WHAT THE TASK REQUIRES » Your task is to copy all of the entries exactly as they are given.
═════ MATERIAL SHOWN ═════
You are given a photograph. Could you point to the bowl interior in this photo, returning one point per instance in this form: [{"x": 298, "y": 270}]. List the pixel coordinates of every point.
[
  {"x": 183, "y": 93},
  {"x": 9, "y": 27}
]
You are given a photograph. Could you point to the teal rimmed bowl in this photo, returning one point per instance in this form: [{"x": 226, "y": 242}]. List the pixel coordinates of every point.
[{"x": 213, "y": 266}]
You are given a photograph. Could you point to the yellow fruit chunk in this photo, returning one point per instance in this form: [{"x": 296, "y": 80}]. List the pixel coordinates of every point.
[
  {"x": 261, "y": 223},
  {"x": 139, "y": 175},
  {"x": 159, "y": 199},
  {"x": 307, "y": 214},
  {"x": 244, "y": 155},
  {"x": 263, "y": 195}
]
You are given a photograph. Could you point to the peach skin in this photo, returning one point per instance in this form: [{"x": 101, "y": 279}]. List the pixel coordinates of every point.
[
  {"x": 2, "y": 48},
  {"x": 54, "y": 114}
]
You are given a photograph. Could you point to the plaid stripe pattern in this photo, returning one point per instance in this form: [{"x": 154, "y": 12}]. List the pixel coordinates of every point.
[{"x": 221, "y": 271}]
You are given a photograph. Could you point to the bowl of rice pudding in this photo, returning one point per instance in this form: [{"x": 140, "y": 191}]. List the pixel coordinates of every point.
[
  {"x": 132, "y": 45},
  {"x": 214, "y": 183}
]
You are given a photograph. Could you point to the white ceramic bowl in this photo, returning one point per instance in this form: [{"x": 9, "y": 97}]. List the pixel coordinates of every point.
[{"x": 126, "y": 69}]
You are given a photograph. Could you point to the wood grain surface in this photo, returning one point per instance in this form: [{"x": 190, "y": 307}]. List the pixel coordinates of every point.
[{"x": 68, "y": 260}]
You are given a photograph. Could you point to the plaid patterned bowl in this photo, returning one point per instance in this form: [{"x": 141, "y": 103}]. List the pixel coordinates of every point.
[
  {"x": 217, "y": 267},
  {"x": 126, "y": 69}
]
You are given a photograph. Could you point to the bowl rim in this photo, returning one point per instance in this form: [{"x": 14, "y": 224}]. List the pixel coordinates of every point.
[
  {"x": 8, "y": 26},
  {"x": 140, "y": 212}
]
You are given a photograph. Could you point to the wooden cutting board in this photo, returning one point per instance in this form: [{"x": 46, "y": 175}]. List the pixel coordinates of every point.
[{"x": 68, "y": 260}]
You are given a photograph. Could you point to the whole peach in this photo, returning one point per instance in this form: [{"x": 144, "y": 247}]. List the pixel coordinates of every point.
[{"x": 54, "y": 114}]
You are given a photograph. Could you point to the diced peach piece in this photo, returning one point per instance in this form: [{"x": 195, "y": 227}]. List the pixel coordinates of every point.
═════
EXERCISE RESPONSE »
You are given a photograph. Could you point to the bowl interior in this photo, returning one point per instance in this form: [{"x": 298, "y": 270}]. List the pixel coordinates of every point.
[
  {"x": 183, "y": 93},
  {"x": 9, "y": 27}
]
You are given a photograph. Could you point to the teal rimmed bowl in this photo, returning one point per instance in this form: [{"x": 226, "y": 242}]. List the pixel coordinates of every point.
[{"x": 213, "y": 266}]
You are given a photograph. Could you point to the yellow fruit chunk in this photo, returning one point per instance in this form: [{"x": 296, "y": 80}]. List the pixel coordinates of every point.
[
  {"x": 261, "y": 223},
  {"x": 139, "y": 175},
  {"x": 159, "y": 199},
  {"x": 307, "y": 214},
  {"x": 244, "y": 155},
  {"x": 263, "y": 195}
]
You are given a photograph. Could you point to the peach skin in this photo, returning one point per instance in this form: [{"x": 101, "y": 279}]. List the pixel coordinates of every point.
[
  {"x": 2, "y": 48},
  {"x": 54, "y": 114}
]
You are given a photograph. Could you point to the plaid stripe pattern in this photo, returning one point per instance in this form: [{"x": 154, "y": 12}]. List the pixel coordinates of every point.
[{"x": 221, "y": 271}]
You are given a photograph. Could you point to the bowl of rice pudding in this photo, returning one point per instance in this form: [{"x": 140, "y": 191}]. List the pixel coordinates of every point.
[
  {"x": 132, "y": 45},
  {"x": 214, "y": 183}
]
You are given a photograph. Could you point to the white ceramic bowl in this photo, returning one point per instance in this form: [{"x": 9, "y": 97}]. List the pixel coordinates of every point.
[{"x": 126, "y": 69}]
You are given a photograph. Could you point to the wood grain surface in this photo, returning one point per instance in this form: [{"x": 190, "y": 307}]. List the pixel coordinates of every point.
[{"x": 68, "y": 260}]
You are given a photograph. Could you point to the plaid patterned bowl in this photo, returning one point per instance in this form: [{"x": 141, "y": 103}]. List the pixel coordinates of every point.
[
  {"x": 217, "y": 267},
  {"x": 126, "y": 69}
]
You are given a photograph. Could you point to the bowl rim in this photo, returning one point per instance in this form: [{"x": 14, "y": 224}]. List the pixel coordinates of every point.
[
  {"x": 8, "y": 26},
  {"x": 140, "y": 212}
]
You are given a photograph. Could you point to the wooden cutting board in this photo, returning one point per instance in this form: [{"x": 46, "y": 175}]. List the pixel coordinates of every point.
[{"x": 68, "y": 260}]
You are given a photograph. Could you point to the whole peach in this photo, returning one point per instance in this form: [{"x": 144, "y": 247}]. List the pixel coordinates of every point.
[{"x": 54, "y": 114}]
You are given a photograph. Could you point to the diced peach piece in this photo, returning one point per instance in this form: [{"x": 195, "y": 227}]. List the pixel coordinates of every point.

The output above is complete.